- _Document section_:
"""

Workshop on Serverless Data Analytics

Serverless computing has become popular with cloud providers because of its ease of use by application developers, its lightweight runtime, ease of maangement, resource elasticity and fine-grained billing. Adapting data analytics applications to serverless platforms pose new challenges. To maximize the benefits of serverless, the data analytics systems must be well designed, implemented, maintained, and optimized to efficiently process the massive amount of intermediate data, achieve the best possible job performance with a limited budget, minimize the cost without violating the QoS objective, etc. Recent work on serverless analytics has demonstrated the benefits of serverless architectures for resource- and cost-efficient data analytics.

This workshop aims to focus on these problems, both from application development side and serverless system infrastructure side. It aims to bring together researchers and practitioners from data analytics and serverless computing communities to address the emerging need for serverless data analytic systems and applications. We welcome new ideas and critical research on Serverless Data Analytics as well as reports on best practices.

Topics

The topics covered in the workshop include, but are not limited to:

Serverless architecture for data analytics
Task scheduling for serverless analytics
Intermediate storage systems for serverless analytics
Fine-grained resource allocation for serverless analytics
High performance runtime for serverless analytics
Query optimization in a serverless environment
Data caching for serverless analytics

Workshop Program

Room: Parksville

8:30 - 10:30	Breakfast (served)

"""

- _Records provided_:
"""

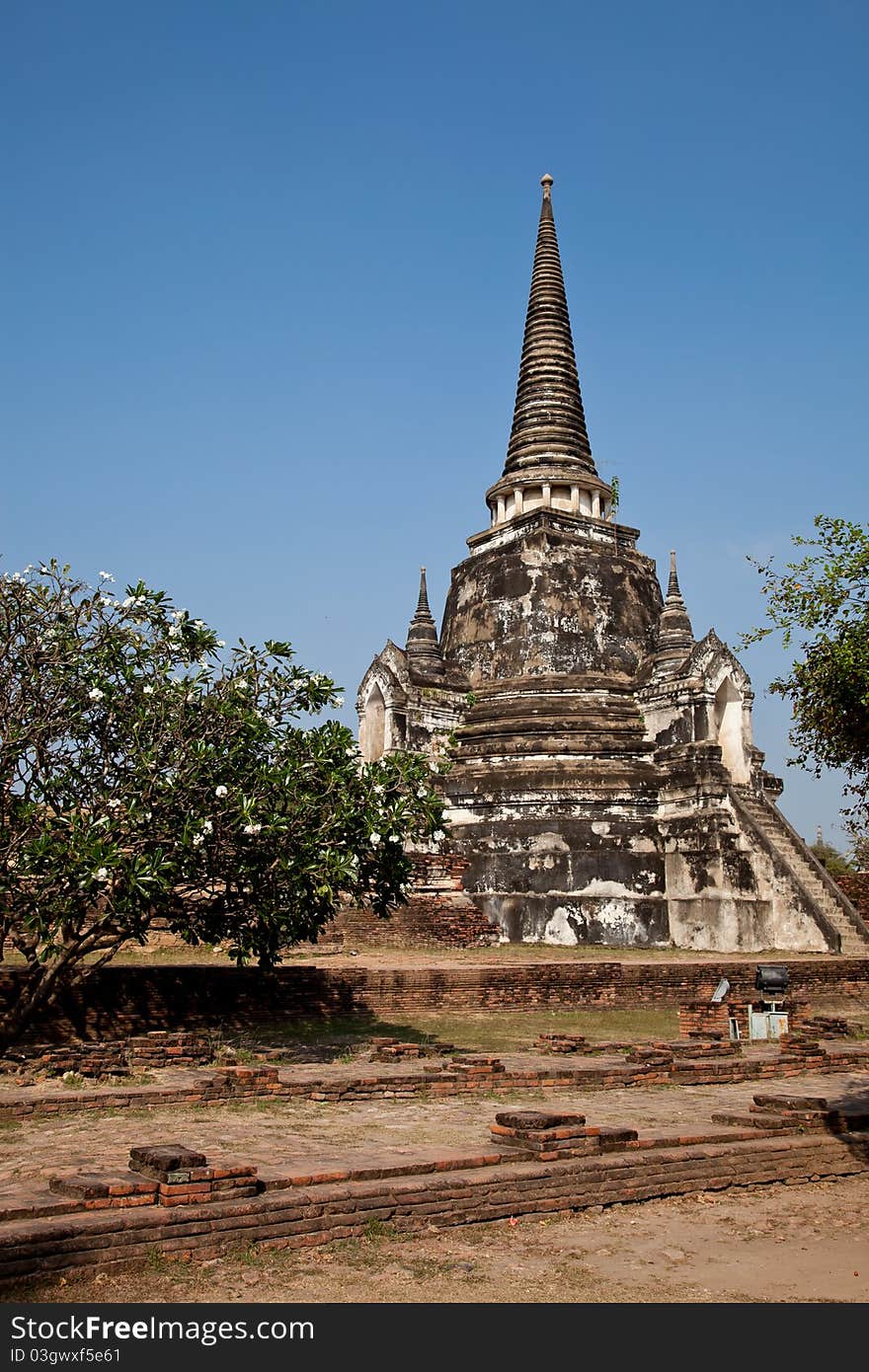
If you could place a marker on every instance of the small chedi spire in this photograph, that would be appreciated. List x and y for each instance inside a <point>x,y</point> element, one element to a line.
<point>675,636</point>
<point>423,648</point>
<point>548,420</point>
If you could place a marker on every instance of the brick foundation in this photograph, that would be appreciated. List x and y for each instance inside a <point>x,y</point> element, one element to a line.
<point>559,1164</point>
<point>682,1062</point>
<point>121,1002</point>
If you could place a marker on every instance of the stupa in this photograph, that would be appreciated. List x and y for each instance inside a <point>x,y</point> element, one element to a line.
<point>604,784</point>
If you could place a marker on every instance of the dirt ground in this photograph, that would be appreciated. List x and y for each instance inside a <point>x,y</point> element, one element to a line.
<point>780,1244</point>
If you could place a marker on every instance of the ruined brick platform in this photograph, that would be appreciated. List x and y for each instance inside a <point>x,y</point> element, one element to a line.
<point>172,1199</point>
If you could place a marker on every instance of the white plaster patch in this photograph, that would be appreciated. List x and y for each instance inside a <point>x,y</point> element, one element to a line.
<point>558,929</point>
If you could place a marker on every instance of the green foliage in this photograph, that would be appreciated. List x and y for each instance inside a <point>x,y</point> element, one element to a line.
<point>830,858</point>
<point>822,607</point>
<point>148,773</point>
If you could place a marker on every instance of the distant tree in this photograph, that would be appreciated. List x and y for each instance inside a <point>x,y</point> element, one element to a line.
<point>834,862</point>
<point>143,773</point>
<point>822,605</point>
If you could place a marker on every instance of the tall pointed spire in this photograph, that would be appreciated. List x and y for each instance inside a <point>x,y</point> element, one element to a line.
<point>423,649</point>
<point>548,419</point>
<point>675,637</point>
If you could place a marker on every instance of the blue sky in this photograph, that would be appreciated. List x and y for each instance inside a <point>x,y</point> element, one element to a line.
<point>264,283</point>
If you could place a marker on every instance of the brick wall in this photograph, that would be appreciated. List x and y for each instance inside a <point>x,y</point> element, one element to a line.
<point>121,1002</point>
<point>438,914</point>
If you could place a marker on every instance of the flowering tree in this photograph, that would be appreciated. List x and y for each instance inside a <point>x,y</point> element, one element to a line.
<point>146,773</point>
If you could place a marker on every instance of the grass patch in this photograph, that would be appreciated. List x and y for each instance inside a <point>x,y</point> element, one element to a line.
<point>515,1030</point>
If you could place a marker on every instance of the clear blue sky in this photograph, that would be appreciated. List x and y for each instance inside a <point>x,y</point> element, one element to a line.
<point>264,283</point>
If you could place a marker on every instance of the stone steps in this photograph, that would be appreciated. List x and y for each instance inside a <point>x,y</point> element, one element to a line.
<point>792,854</point>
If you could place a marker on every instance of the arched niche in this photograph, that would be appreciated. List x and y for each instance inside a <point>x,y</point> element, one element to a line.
<point>372,726</point>
<point>728,718</point>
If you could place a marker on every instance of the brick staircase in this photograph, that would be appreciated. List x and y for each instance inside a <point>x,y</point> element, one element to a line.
<point>832,907</point>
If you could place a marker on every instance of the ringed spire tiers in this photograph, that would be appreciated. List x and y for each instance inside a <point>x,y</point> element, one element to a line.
<point>422,647</point>
<point>548,456</point>
<point>548,419</point>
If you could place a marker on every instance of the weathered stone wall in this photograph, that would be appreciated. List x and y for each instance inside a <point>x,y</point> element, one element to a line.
<point>119,1002</point>
<point>855,886</point>
<point>548,602</point>
<point>438,914</point>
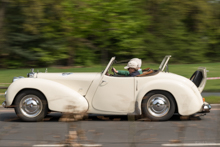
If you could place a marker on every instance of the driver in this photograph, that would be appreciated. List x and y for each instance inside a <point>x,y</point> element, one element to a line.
<point>126,73</point>
<point>132,68</point>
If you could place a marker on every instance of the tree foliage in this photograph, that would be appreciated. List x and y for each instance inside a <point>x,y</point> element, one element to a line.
<point>84,32</point>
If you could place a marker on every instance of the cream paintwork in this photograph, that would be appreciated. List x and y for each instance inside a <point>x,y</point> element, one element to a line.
<point>59,96</point>
<point>79,82</point>
<point>187,96</point>
<point>114,96</point>
<point>101,94</point>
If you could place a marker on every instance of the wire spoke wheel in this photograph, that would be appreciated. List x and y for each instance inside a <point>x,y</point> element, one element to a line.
<point>158,105</point>
<point>31,105</point>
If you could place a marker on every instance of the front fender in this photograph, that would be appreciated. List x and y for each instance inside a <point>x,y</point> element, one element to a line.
<point>188,99</point>
<point>59,97</point>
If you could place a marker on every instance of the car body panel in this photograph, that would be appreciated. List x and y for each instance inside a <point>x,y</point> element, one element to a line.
<point>114,96</point>
<point>59,97</point>
<point>188,102</point>
<point>102,94</point>
<point>79,82</point>
<point>203,83</point>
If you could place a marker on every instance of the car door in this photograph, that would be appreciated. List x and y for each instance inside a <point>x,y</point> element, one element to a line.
<point>115,94</point>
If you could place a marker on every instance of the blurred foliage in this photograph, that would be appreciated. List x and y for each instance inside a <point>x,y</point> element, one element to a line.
<point>85,32</point>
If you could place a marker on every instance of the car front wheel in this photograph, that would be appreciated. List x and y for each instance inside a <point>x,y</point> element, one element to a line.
<point>158,105</point>
<point>31,105</point>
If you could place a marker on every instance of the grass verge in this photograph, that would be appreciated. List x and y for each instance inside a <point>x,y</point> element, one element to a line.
<point>2,99</point>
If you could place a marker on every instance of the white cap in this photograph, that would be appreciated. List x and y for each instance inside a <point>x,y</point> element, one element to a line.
<point>139,62</point>
<point>131,64</point>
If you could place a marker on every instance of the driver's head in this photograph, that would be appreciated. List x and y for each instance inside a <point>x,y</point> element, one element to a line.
<point>139,61</point>
<point>132,66</point>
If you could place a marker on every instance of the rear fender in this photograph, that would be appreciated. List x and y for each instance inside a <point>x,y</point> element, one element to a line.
<point>59,97</point>
<point>188,101</point>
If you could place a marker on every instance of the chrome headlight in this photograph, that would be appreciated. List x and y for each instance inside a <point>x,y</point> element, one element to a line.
<point>31,74</point>
<point>17,78</point>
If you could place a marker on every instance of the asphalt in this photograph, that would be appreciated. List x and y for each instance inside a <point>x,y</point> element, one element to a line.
<point>117,131</point>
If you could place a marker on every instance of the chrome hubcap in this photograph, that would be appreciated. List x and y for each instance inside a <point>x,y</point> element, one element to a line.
<point>158,105</point>
<point>31,105</point>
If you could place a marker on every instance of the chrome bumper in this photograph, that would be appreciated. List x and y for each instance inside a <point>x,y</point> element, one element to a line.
<point>4,104</point>
<point>206,107</point>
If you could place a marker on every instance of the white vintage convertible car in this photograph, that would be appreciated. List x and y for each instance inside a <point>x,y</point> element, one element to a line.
<point>157,95</point>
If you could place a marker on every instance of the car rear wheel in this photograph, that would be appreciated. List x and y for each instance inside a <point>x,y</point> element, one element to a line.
<point>31,105</point>
<point>158,105</point>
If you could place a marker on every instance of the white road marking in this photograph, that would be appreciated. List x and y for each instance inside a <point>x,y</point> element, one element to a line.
<point>41,145</point>
<point>192,144</point>
<point>61,145</point>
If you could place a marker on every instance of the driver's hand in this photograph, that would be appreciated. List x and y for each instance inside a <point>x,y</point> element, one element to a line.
<point>114,70</point>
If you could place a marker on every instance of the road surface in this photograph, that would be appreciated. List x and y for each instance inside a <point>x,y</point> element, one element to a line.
<point>109,131</point>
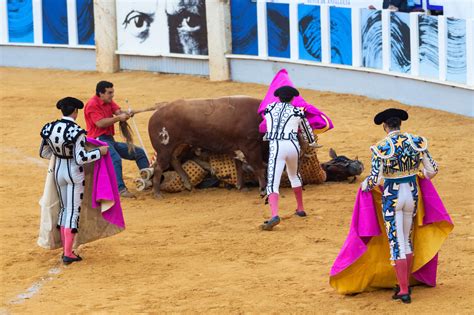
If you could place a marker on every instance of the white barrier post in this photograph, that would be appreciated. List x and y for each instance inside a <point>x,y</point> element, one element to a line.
<point>325,35</point>
<point>414,44</point>
<point>442,45</point>
<point>262,28</point>
<point>3,22</point>
<point>470,51</point>
<point>218,39</point>
<point>105,36</point>
<point>386,41</point>
<point>38,21</point>
<point>72,23</point>
<point>356,38</point>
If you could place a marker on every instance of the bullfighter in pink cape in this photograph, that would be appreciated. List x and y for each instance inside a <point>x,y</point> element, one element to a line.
<point>407,206</point>
<point>66,190</point>
<point>285,113</point>
<point>318,121</point>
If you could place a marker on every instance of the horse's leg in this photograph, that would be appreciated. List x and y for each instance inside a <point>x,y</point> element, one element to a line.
<point>254,159</point>
<point>240,175</point>
<point>157,181</point>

"""

- _Exercise brief_:
Reproduce the serverless data analytics workshop page word for word, from its title through the last line of the program.

- _Finished task_:
Workshop on Serverless Data Analytics

Serverless computing has become popular with cloud providers because of its ease of use by application developers, its lightweight runtime, ease of maangement, resource elasticity and fine-grained billing. Adapting data analytics applications to serverless platforms pose new challenges. To maximize the benefits of serverless, the data analytics systems must be well designed, implemented, maintained, and optimized to efficiently process the massive amount of intermediate data, achieve the best possible job performance with a limited budget, minimize the cost without violating the QoS objective, etc. Recent work on serverless analytics has demonstrated the benefits of serverless architectures for resource- and cost-efficient data analytics.

This workshop aims to focus on these problems, both from application development side and serverless system infrastructure side. It aims to bring together researchers and practitioners from data analytics and serverless computing communities to address the emerging need for serverless data analytic systems and applications. We welcome new ideas and critical research on Serverless Data Analytics as well as reports on best practices.

Topics

The topics covered in the workshop include, but are not limited to:

Serverless architecture for data analytics
Task scheduling for serverless analytics
Intermediate storage systems for serverless analytics
Fine-grained resource allocation for serverless analytics
High performance runtime for serverless analytics
Query optimization in a serverless environment
Data caching for serverless analytics

Workshop Program

Room: Parksville

8:30 - 10:30	Breakfast (served)